§ **Vorliegender Text**
Manchmal holte sich der Gerhard ein paar fesche Strafentlassene aus dem Gefängnis, denen er die Kleider seiner Frau anzog.

Seine Stimme ist mit viel Zärtlichkeit unterlegt, aber auch Trauer über das tragische Ende seines Mentors, der 2002 an den Folgen seiner jahrzehntelangen Alkoholsucht starb. Über Wochen hatte der junge Poet Ende der 1950er-Jahre nicht mehr die Handelsakademie in Klagenfurt besucht, das war doch alles sinnlos, wenn man hier ständig Kuchen, Wein und den besten nur vorstellbaren Deutschunterricht erhalten konnte. Lampersberg ging sogar einmal in die Schule, um dem Klassenvorstand persönlich mitzuteilen, dass man das junge Genie in aller Ruhe reifen lassen solle und der Lehrer einfach seine Zeit nutzen und anständig twisten lernen möge. Immer wieder waren die Tonhöfler in Twist-Mission nach Klagenfurt gereist. Der Twist-Tanz war damals eine heiße Sache. Genauso wie das Modegetränk Gin Fizz, mit dem sich "das dicke Tischlerkind" - wie ihn der Dauer-Tonhofgast Thomas Bernhard genannt hatte, ohne Turrini je bei seinem Vornamen zu nennen - besoff, damit es den Mut fand, seine "schrecklich pathetischen" Gedichte im Café der alten Wiener Hure Tante Mary vorzulesen.

Das Unbehagen hat Turrini vor den Toren des Tonhofs wieder verloren. Denn das Gefühl der Bedrohung kriecht jedes Mal in ihm hoch, wenn er die zwei mächtigen Glockentürme des Maria Saaler Doms sieht: "Überall auf der Welt fühle ich mich sicher, nur wenn ich in diesen Ort hineinfahre, kommt sie wieder, diese Unsicherheit."

Familie Turrini um 1955; Vater Ernesto (Mitte) war ein Gastarbeiter aus Verona, Mutter Elsa die steirische Tochter eines Kesselflickers. Die drei Brüder Walter (l.), Peter (Mitte) und Hans wuchsen in kleinbürgerlicher Enge auf: "Das Wenige, was es gab, war immer weggesperrt."

Der Tonhof ist eine weiß gekalkte Trutzburg mit kunstvollen Fenstergittern aus Schmiedeeisen; nicht protzig, sondern bäuerlich herrschaftlich. Genauso hat man sich die Gutshäuser in den Tschechow-und Turgenjew-Stücken immer vorgestellt. Dort, wo sich die Figuren der russischen Dramatiker in Langeweile, Dekadenz, Lebensüberdrüssigkeit, Sehnsucht nach dem Schönen und den großen Künsten suhlten und den drohenden Zerfall ihrer Klasse verdrängten, muss es so ähnlich ausgesehen haben.

§ **Nutzung der Angaben**
#1 Zitieren Sie aus dem Text über den Tonhof den Abschnitt, der mit „Der Tonhof ist“ beginnt und bis einschließlich „ähnlich ausgesehen haben.“ reicht.
#2 Schreiben Sie den Text über den Tonhof im Anschluss an seinen letzten Satz weiter.

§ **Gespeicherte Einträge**

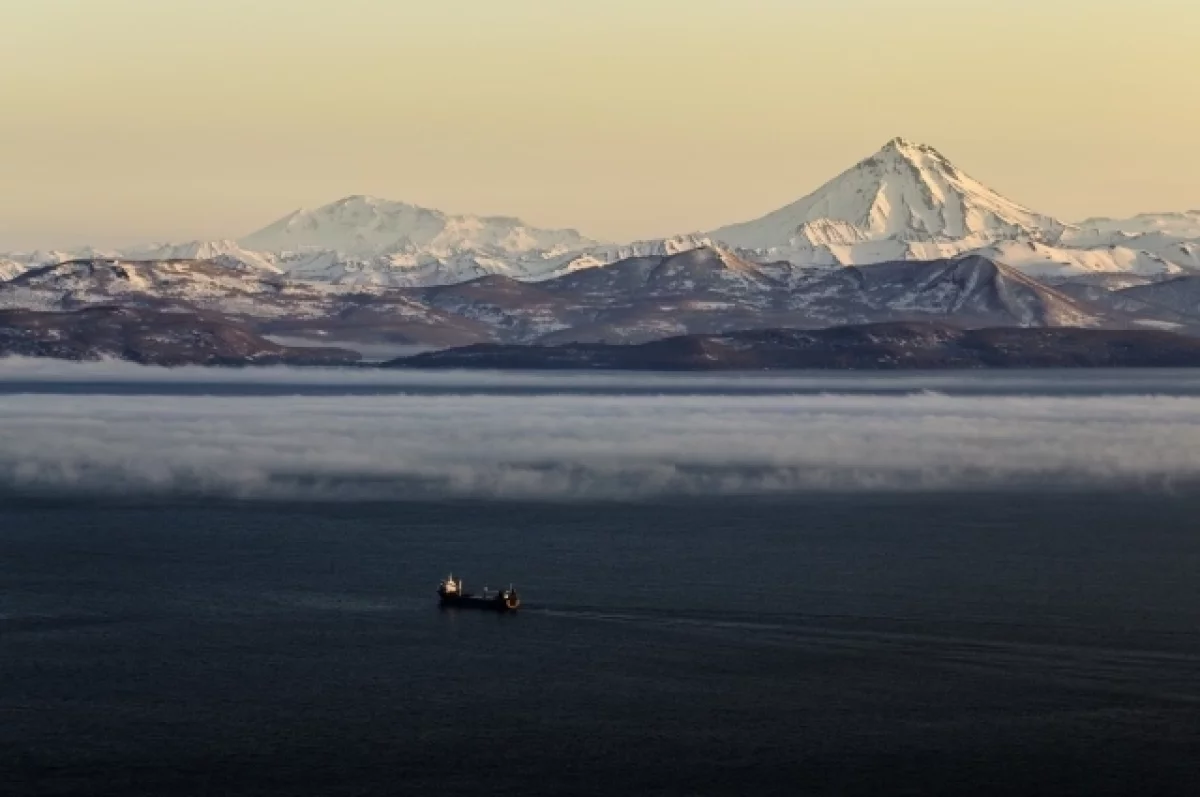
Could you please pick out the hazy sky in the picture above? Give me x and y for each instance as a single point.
(131, 120)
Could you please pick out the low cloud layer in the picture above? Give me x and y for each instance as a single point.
(580, 447)
(30, 372)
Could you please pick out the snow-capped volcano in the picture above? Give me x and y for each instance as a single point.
(369, 227)
(905, 192)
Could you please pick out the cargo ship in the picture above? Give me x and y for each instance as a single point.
(450, 593)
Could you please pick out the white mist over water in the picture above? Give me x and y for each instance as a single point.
(588, 447)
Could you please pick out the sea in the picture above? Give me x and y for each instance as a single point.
(225, 583)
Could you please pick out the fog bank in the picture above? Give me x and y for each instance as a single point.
(580, 447)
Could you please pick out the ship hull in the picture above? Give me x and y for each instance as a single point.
(496, 603)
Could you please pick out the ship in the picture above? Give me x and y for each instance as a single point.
(451, 594)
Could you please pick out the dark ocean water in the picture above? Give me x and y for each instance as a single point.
(863, 645)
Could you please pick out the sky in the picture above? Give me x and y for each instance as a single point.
(142, 120)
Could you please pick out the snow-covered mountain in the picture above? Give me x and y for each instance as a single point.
(905, 203)
(905, 192)
(223, 251)
(369, 227)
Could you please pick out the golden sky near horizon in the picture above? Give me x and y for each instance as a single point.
(135, 120)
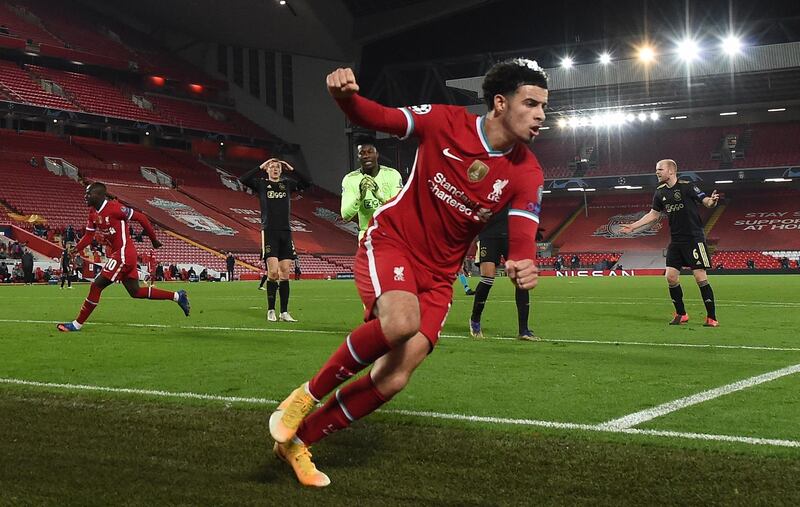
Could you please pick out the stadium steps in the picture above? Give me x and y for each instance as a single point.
(714, 217)
(566, 223)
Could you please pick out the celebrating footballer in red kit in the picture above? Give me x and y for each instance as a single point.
(467, 168)
(111, 219)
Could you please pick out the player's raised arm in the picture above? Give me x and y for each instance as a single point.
(649, 218)
(343, 88)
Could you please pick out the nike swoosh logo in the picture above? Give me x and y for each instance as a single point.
(446, 153)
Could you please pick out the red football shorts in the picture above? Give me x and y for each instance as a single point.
(382, 266)
(116, 268)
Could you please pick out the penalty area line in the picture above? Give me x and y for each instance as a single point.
(423, 414)
(649, 414)
(444, 335)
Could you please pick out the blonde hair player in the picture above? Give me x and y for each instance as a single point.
(679, 199)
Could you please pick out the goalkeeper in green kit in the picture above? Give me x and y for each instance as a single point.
(367, 188)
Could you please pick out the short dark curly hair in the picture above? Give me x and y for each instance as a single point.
(505, 77)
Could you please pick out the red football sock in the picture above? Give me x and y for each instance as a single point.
(354, 401)
(153, 293)
(361, 348)
(89, 304)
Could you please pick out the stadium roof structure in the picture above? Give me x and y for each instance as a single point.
(758, 75)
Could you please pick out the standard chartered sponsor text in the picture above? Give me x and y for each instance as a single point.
(450, 194)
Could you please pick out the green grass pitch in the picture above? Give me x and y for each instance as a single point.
(146, 406)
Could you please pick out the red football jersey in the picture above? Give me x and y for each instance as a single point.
(457, 183)
(112, 221)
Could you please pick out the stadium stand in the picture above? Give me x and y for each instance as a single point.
(36, 191)
(772, 145)
(763, 219)
(97, 96)
(555, 212)
(76, 30)
(23, 24)
(739, 259)
(20, 86)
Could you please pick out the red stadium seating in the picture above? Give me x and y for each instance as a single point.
(97, 96)
(764, 219)
(738, 259)
(772, 145)
(77, 29)
(20, 86)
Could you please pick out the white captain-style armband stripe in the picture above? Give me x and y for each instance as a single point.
(524, 214)
(410, 122)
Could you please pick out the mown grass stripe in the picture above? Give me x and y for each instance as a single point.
(423, 414)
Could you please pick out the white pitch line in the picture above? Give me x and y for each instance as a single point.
(464, 336)
(643, 416)
(425, 414)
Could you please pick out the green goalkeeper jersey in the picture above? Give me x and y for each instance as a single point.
(389, 184)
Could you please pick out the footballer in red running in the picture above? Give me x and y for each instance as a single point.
(467, 169)
(111, 219)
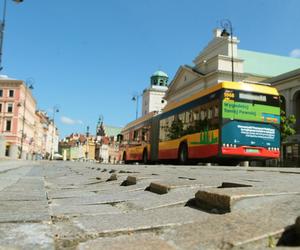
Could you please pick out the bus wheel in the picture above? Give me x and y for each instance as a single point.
(145, 157)
(183, 154)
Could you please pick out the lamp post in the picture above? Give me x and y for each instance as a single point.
(136, 98)
(2, 26)
(55, 110)
(28, 86)
(87, 143)
(226, 24)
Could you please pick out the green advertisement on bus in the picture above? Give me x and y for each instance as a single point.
(250, 112)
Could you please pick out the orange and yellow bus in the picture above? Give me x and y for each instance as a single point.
(227, 123)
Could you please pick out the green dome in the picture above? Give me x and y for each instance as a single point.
(160, 73)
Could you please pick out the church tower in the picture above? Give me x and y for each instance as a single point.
(153, 97)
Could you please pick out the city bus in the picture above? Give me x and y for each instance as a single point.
(227, 123)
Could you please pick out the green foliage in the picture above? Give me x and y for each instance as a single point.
(287, 125)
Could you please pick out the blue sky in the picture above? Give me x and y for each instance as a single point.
(90, 57)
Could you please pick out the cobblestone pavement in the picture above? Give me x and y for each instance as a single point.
(67, 205)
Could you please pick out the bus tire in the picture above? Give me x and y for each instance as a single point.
(145, 156)
(183, 154)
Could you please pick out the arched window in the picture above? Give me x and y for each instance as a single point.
(296, 106)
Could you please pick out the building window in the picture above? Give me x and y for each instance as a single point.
(9, 108)
(8, 125)
(11, 93)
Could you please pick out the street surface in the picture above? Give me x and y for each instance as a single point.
(72, 205)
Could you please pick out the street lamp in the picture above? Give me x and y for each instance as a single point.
(226, 24)
(87, 143)
(55, 110)
(136, 98)
(28, 86)
(2, 26)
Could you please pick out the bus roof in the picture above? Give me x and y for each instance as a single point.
(224, 85)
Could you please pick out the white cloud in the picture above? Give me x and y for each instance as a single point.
(69, 121)
(295, 53)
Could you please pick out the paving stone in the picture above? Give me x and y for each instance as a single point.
(77, 209)
(26, 236)
(237, 229)
(139, 220)
(225, 198)
(178, 197)
(133, 242)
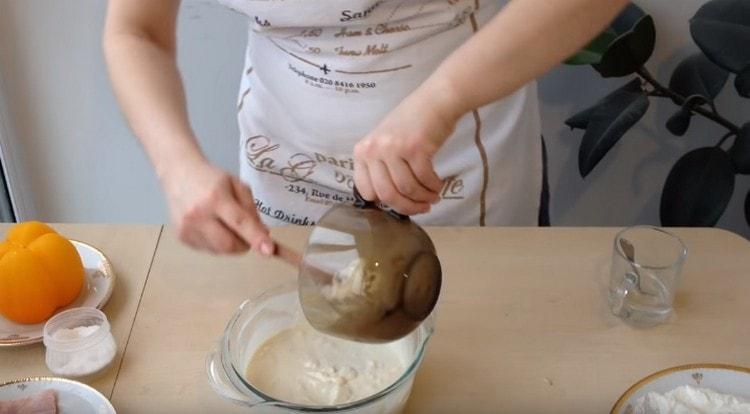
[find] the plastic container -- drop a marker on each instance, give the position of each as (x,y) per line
(75,354)
(258,319)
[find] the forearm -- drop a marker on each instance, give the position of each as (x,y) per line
(148,86)
(525,40)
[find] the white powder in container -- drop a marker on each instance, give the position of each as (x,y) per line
(87,359)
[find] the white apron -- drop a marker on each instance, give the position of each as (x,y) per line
(320,74)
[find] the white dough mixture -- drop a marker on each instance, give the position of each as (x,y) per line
(691,400)
(303,366)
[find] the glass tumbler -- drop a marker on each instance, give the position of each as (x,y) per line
(646,266)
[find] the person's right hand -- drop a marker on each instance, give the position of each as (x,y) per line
(214,211)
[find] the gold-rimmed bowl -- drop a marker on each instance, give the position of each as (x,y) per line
(723,378)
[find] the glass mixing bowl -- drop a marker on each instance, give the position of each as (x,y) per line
(258,319)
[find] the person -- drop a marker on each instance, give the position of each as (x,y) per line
(427,106)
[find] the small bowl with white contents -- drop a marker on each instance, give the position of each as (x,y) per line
(271,360)
(79,343)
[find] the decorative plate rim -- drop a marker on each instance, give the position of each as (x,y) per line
(59,379)
(658,374)
(105,267)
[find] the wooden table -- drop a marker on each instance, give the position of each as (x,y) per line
(522,325)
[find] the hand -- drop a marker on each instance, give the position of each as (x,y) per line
(214,211)
(393,163)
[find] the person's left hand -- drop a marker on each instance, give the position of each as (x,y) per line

§ **Geordnete Antworten**
#1
Der Tonhof ist eine weiß gekalkte Trutzburg mit kunstvollen Fenstergittern aus Schmiedeeisen; nicht protzig, sondern bäuerlich herrschaftlich. Genauso hat man sich die Gutshäuser in den Tschechow-und Turgenjew-Stücken immer vorgestellt. Dort, wo sich die Figuren der russischen Dramatiker in Langeweile, Dekadenz, Lebensüberdrüssigkeit, Sehnsucht nach dem Schönen und den großen Künsten suhlten und den drohenden Zerfall ihrer Klasse verdrängten, muss es so ähnlich ausgesehen haben.

#2
Das ehemalige Gerichtsgebäude von Maria Saal hatte die Adelige Maja Weis-Ostborn 1954 von ihren Eltern als Mitgift in die Ehe mit dem aus bäuerlichem Milieu stammenden Gerhard Lampersberger bekommen. Der autodidaktische Zwölfton-Komponist hatte die letzte Silbe wegen der Eleganz aus seinem Nachnamen tilgen lassen. Wie alle Parvenus war er besonders fleißig in der Kopie einer Gesellschaftsschicht, der er nie wirklich angehören würde - Foulards, Jopperln und Haferlschuhe inklusive. Gemeinsam hatte das Paar - sie die Elegante, mit dem "aus der Zeit gefallenen Gesicht, das wie Milch schimmerte", er der Diaboliker, dessen kreative Energie vor allem in die Lebenskunst floss - den Landsitz zu einer Enklave des Aufbruchs, einem Entwicklungslabor der literarischen und musikalischen Avantgarde und einer Gehschule für Genie-Volontäre umfunktioniert. Hier brütete der aus kleinstbürgerlichem Milieu stammende Thomas Bernhard, selbst der Sohn eines Tischlers, der ihn nie anerkannt hatte, in "solchen Landjunker-Anzügen, die er sich vom Lampersberg abgeschaut hatte", lange vor seinem Durchbruch mit "Frost" (1963) autistisch im Ohrensessel. "Bis ihn Gerhard weggestampert hat, weil der Platz gehörte ihm", erzählt Turrini. "Es war nicht so, wie es Thomas später geschildert hat, dass Lampersberg von ihm abhängig war, sondern umgekehrt. Lampersberg war die Sonne und Thomas nicht mehr als sein Trabant. Und dieser autistische Trabant war verliebt in die Sonne." Ohlsdorf, Bernhards späterer Landsitz in Oberösterreich, wäre bei näherer Betrachtung nichts als eine billige Kopie des Tonhofs gewesen, wie Lampersberg später immer wieder anmerkte.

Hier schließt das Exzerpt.